> [ASSIGNMENT]
Print every one of the records verbatim, omitting nothing.

[Referring expression pointing data]
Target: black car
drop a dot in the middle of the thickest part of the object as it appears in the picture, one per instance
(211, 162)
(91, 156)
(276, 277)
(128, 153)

> [EXERCISE RESPONSE]
Target: black car
drop a dot in the middle of the thickest part of the object as it appears in the picture, one per instance
(211, 162)
(91, 156)
(276, 277)
(128, 153)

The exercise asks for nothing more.